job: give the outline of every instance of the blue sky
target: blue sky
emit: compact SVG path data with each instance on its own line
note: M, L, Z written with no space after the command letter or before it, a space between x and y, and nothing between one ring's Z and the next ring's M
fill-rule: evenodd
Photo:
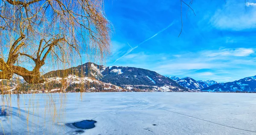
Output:
M189 3L189 0L184 0ZM114 28L107 66L227 82L256 75L256 0L105 0Z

--------

Exercise objective.
Copy the listing above word for word, leaving out the pictures.

Task output.
job: give the outline of every instance of the blue sky
target: blue sky
emit: compact SVG path data with each instance on its own line
note: M, L, Z written with no space after the command letter or before it, a space between x and y, and nothing between one ring's Z and the next ring's M
fill-rule: evenodd
Photo:
Output:
M189 3L189 0L184 0ZM114 28L107 66L227 82L256 75L256 0L105 0Z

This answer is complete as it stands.